FWIW I find most of the rest of Black Mirror a lot less _rich_ than Fifteen
Million Merits, though I like most of it. I couldn't write as much on most of
the episodes as that one, because I'm just not sure there's as much there.
Most are a fairly straight route up to usually some kind of twist, with a
little worth saying about the relation of the twist to the rest but mostly
what they're up to is pretty _on the surface_. Nothing wrong with that, and
that fact that it consistently tries to say _anything_ at all puts it above
most TV, so far as that goes.

To expand a little into other episodes, though, to give some more idea of what
I mean by asking _why_ about choices creators make in art: take The National
Anthem, for example. When a Certain Pivotal Scene (you know the one) happens,
the creators could have depicted it several ways without changing the actual
story. A few possibilities: 1) actually show it, entirely, 2) show it but crop
out the worst of it, 3) keep the camera nearby, say on people in the room or
in the next room over, or on the fictional production crew "shooting" the
event, 4) any of the above but show only a little and cut away, 5) just skip
straight to after, don't have any footage that takes place during it at all,
among other options. There was a _choice_ to make, and the one that was made
isn't exactly revolutionary, but also isn't one of the most obvious ones: keep
the camera going for all of it (or maybe just most? I can't recall for sure)

§ **Data extract**
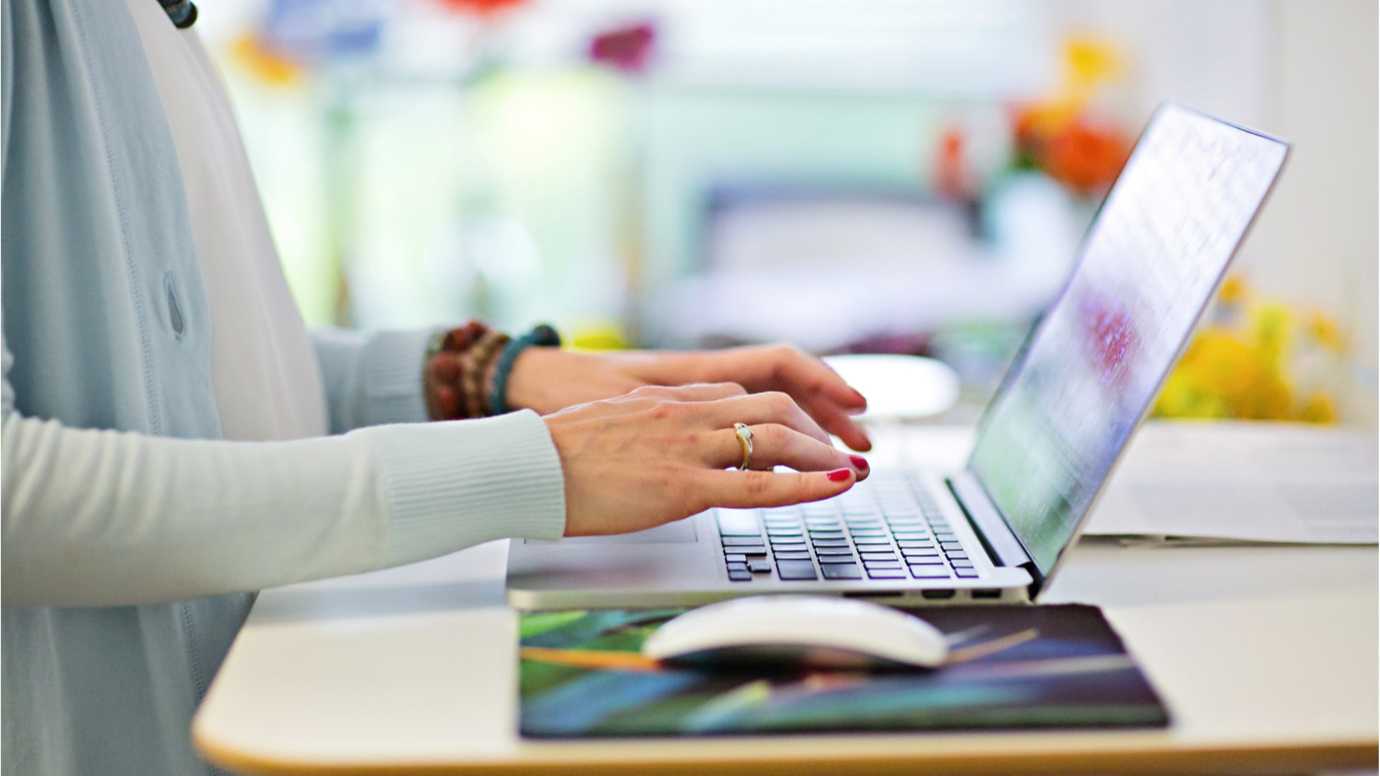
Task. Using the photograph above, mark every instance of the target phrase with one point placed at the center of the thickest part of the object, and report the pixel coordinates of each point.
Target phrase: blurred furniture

§ **Set problem**
According to the post about Black Mirror, what puts the show above most TV?

§ **Problem solution**
The fact that it consistently tries to say anything at all puts it above most TV.